**WHAT YOU WILL DO**
Reproduce verbatim the portion of the passage on Apple's television ambitions that opens with the words containing "San Francisco, USA, September" and closes with "Thrones and Netflix’s Stranger Things.".

**PASSAGE**
════

San Francisco, USA, September 9, 2017: Television is one of the few screens that has Apple hasn’t conquered, but that may soon change. The world’s richest company appears ready to aim for its own Emmy-worthy programming along the lines of HBO’s Game of Thrones and Netflix’s Stranger Things.

Apple lured longtime TV executives Jaime Erlicht and Zack Van Amburg away from Sony Corp. in June and has given them $1 billion to spend on original shows during the next year, according to a Wall Street Journal report quoting unnamed people.

The programming would be available only on a subscription channel, most likely bundled with the company’s existing Apple Music streaming service. Apple declined to comment.

While $1 billion is a lot of money, it’s a drop in the bucket for Apple and its $262 billion cash hoard. But it’s still enough to vault Apple into the top tier of tech-industry outsiders producing their own slates of television shows.

════

**DATASET EXTRACT**
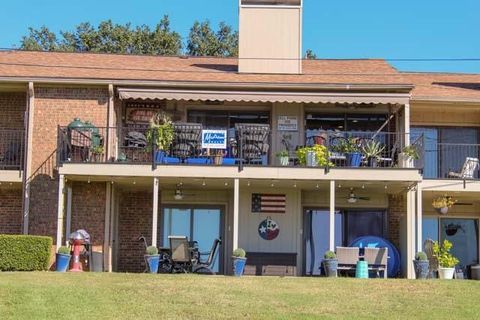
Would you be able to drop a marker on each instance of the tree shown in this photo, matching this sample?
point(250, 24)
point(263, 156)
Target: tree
point(203, 41)
point(310, 55)
point(108, 38)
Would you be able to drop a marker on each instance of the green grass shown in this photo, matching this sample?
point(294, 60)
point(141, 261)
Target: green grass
point(50, 295)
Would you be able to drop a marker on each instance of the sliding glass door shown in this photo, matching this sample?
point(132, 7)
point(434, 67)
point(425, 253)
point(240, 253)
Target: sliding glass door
point(201, 224)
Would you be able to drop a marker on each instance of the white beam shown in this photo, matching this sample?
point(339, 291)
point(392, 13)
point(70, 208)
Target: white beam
point(155, 212)
point(236, 211)
point(68, 222)
point(60, 210)
point(332, 216)
point(419, 218)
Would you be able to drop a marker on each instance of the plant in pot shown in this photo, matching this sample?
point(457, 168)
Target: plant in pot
point(152, 258)
point(407, 156)
point(446, 260)
point(372, 150)
point(330, 264)
point(62, 259)
point(283, 157)
point(315, 156)
point(160, 134)
point(239, 261)
point(351, 148)
point(443, 203)
point(421, 265)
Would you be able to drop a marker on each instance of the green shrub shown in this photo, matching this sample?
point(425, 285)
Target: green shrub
point(329, 255)
point(152, 251)
point(239, 253)
point(64, 250)
point(421, 256)
point(24, 253)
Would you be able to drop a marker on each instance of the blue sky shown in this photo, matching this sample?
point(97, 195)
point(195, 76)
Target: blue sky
point(333, 29)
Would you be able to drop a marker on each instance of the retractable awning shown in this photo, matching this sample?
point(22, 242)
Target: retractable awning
point(262, 96)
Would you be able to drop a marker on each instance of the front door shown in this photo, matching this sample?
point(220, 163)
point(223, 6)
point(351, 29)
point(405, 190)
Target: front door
point(199, 223)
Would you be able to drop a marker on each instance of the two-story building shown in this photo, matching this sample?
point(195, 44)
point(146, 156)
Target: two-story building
point(102, 173)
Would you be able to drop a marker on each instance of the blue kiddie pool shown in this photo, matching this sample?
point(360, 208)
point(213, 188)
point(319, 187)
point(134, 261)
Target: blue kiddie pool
point(393, 261)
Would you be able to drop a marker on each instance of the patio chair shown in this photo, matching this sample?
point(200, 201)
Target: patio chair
point(468, 169)
point(347, 258)
point(254, 140)
point(377, 260)
point(187, 140)
point(433, 261)
point(180, 254)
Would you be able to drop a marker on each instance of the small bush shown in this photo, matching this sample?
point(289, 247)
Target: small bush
point(24, 253)
point(421, 256)
point(152, 251)
point(239, 253)
point(329, 255)
point(64, 250)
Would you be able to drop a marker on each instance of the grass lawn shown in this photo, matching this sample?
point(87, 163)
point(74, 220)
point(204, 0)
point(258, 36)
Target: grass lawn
point(51, 295)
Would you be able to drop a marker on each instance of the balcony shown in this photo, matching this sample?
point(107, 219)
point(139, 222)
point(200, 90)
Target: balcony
point(452, 161)
point(244, 145)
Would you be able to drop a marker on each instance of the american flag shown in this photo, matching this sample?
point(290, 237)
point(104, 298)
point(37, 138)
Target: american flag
point(268, 203)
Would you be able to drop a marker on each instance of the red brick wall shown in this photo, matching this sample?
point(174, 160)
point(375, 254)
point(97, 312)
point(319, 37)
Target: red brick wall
point(397, 209)
point(10, 211)
point(135, 219)
point(88, 209)
point(57, 106)
point(12, 109)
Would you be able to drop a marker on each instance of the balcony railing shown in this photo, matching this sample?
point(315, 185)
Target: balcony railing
point(452, 161)
point(11, 149)
point(244, 145)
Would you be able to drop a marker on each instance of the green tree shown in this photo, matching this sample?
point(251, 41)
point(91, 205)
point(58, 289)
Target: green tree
point(310, 55)
point(203, 41)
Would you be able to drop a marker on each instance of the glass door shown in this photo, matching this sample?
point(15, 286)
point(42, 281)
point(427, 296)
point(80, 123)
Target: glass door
point(198, 223)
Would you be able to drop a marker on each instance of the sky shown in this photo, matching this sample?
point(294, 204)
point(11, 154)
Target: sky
point(390, 29)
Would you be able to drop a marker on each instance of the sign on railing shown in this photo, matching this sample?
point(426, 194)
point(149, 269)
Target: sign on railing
point(214, 139)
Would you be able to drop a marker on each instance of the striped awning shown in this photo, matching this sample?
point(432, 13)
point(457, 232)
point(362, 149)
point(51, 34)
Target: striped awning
point(262, 96)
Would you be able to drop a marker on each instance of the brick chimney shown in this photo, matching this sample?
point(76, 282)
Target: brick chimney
point(270, 36)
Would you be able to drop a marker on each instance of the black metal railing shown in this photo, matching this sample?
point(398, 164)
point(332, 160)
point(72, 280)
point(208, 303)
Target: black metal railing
point(12, 149)
point(244, 145)
point(452, 161)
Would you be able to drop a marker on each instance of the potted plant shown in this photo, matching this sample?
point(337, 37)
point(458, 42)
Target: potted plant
point(351, 148)
point(407, 156)
point(421, 265)
point(283, 157)
point(330, 264)
point(239, 261)
point(446, 260)
point(443, 203)
point(161, 134)
point(62, 259)
point(372, 150)
point(153, 258)
point(315, 156)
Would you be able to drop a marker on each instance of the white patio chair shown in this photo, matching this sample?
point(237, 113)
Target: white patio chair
point(468, 169)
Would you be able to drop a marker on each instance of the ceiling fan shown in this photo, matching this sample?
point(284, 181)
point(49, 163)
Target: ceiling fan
point(353, 198)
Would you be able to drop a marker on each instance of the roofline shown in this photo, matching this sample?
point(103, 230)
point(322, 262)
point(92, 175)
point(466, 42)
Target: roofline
point(215, 84)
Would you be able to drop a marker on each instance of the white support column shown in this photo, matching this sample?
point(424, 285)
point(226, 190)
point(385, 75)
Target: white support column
point(155, 212)
point(419, 218)
point(236, 212)
point(411, 240)
point(60, 211)
point(332, 216)
point(106, 239)
point(68, 222)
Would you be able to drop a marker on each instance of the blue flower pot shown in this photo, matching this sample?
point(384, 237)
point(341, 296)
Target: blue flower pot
point(153, 262)
point(62, 262)
point(354, 159)
point(238, 266)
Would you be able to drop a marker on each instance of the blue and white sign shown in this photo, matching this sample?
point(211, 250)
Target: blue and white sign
point(214, 139)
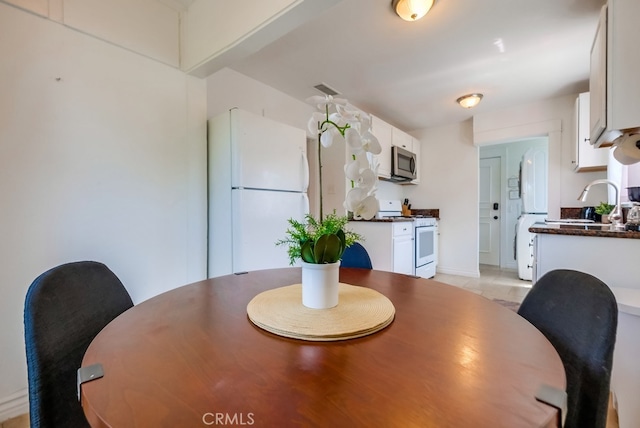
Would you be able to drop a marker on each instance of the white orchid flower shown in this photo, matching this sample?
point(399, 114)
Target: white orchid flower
point(329, 136)
point(352, 137)
point(352, 170)
point(337, 119)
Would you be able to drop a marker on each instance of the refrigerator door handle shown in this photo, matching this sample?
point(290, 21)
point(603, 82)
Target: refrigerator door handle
point(305, 204)
point(305, 174)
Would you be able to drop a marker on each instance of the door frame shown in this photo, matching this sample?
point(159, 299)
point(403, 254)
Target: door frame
point(502, 210)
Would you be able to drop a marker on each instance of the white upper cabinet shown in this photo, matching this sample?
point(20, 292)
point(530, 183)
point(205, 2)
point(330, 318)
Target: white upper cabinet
point(401, 139)
point(586, 157)
point(382, 131)
point(388, 136)
point(615, 61)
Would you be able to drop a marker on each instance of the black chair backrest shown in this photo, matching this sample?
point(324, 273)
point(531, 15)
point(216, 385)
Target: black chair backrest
point(356, 256)
point(65, 308)
point(578, 314)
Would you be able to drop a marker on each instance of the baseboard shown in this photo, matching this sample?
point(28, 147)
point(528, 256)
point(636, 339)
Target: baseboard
point(14, 405)
point(449, 271)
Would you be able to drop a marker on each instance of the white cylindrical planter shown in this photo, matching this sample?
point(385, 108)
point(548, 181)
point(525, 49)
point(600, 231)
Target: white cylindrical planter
point(320, 285)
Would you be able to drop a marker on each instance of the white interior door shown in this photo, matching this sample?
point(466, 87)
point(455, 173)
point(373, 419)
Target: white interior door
point(489, 211)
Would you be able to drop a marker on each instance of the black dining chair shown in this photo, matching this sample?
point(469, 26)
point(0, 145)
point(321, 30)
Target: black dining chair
point(356, 256)
point(65, 308)
point(578, 314)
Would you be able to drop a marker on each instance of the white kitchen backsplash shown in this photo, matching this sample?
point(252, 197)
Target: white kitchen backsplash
point(388, 190)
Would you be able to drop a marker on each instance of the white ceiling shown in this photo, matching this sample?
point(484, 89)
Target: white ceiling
point(410, 73)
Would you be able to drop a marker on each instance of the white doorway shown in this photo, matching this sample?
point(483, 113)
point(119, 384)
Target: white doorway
point(490, 219)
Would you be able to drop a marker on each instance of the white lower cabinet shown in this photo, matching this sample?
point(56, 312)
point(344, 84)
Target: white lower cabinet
point(403, 247)
point(389, 244)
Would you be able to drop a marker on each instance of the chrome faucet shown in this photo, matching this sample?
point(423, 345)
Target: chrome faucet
point(616, 214)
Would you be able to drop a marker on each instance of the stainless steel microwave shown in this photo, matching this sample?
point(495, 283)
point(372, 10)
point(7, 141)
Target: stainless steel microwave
point(403, 164)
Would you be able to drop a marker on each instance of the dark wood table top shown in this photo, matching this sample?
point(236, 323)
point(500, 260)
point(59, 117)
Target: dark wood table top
point(191, 358)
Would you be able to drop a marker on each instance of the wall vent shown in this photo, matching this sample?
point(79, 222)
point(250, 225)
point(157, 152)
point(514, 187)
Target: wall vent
point(325, 89)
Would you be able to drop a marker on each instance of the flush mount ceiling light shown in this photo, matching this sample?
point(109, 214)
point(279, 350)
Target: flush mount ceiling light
point(412, 10)
point(469, 101)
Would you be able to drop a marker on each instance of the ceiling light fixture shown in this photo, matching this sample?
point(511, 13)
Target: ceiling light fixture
point(470, 100)
point(412, 10)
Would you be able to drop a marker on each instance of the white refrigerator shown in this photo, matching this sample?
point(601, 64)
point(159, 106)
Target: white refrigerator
point(258, 175)
point(533, 192)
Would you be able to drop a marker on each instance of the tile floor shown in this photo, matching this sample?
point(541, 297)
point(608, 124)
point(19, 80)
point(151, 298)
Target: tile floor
point(494, 283)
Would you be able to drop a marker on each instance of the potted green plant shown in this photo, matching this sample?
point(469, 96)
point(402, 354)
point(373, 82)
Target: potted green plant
point(319, 243)
point(604, 209)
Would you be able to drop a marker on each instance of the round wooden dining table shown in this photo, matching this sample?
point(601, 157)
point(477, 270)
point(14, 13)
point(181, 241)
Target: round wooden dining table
point(190, 357)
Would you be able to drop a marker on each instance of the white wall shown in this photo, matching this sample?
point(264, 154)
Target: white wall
point(102, 156)
point(148, 27)
point(553, 118)
point(449, 182)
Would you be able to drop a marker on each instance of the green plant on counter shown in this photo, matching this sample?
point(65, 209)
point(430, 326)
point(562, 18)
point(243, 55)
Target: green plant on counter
point(318, 242)
point(604, 208)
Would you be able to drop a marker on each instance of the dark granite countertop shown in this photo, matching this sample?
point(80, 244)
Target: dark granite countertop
point(387, 220)
point(582, 230)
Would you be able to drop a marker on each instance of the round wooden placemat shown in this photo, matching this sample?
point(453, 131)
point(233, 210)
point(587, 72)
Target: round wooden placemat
point(361, 311)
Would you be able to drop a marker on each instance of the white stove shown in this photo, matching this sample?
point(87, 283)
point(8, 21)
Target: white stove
point(424, 236)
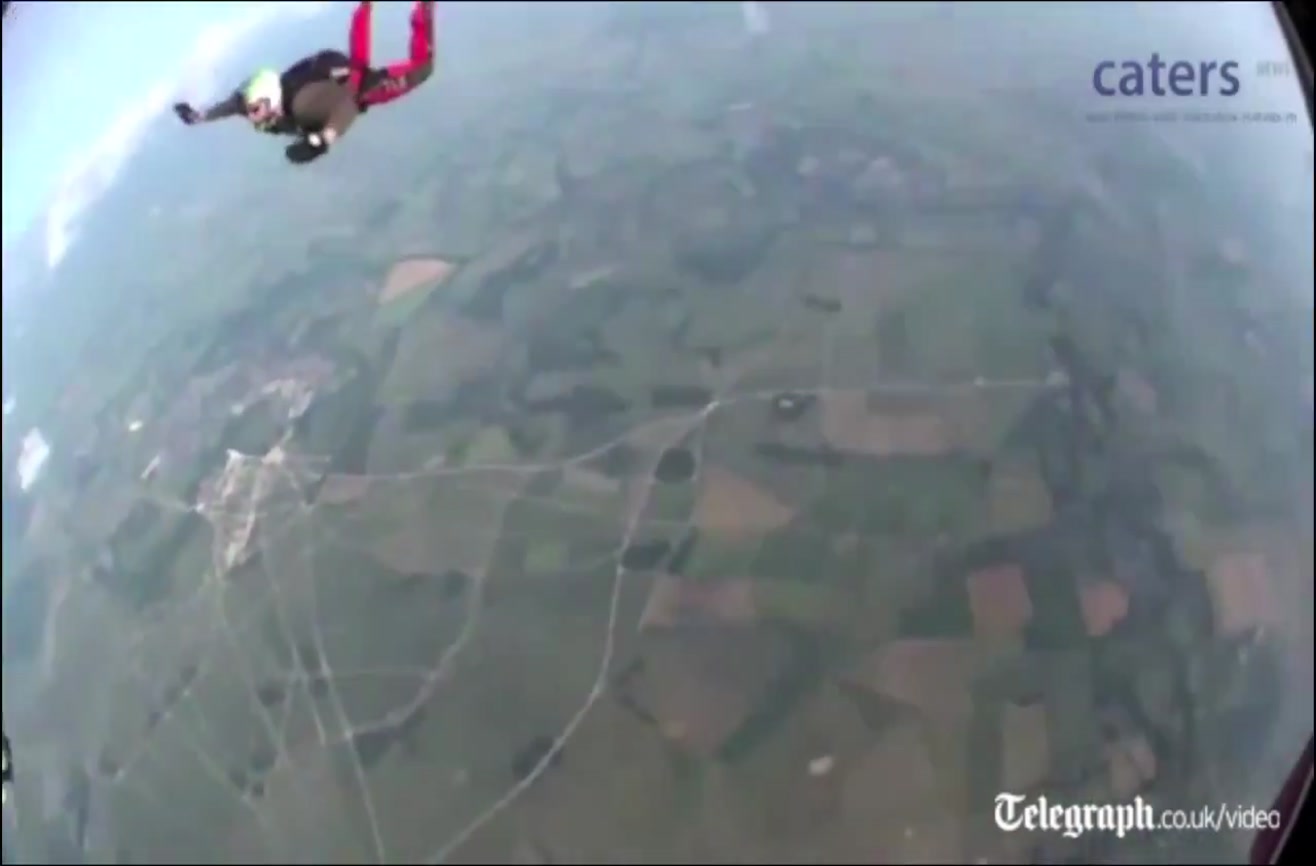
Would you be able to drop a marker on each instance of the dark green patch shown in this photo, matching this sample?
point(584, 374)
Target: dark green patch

════

**THE SOLUTION**
San Francisco, USA, September 9, 2017: Television is one of the few screens that has Apple hasn’t conquered, but that may soon change. The world’s richest company appears ready to aim for its own Emmy-worthy programming along the lines of HBO’s Game of Thrones and Netflix’s Stranger Things.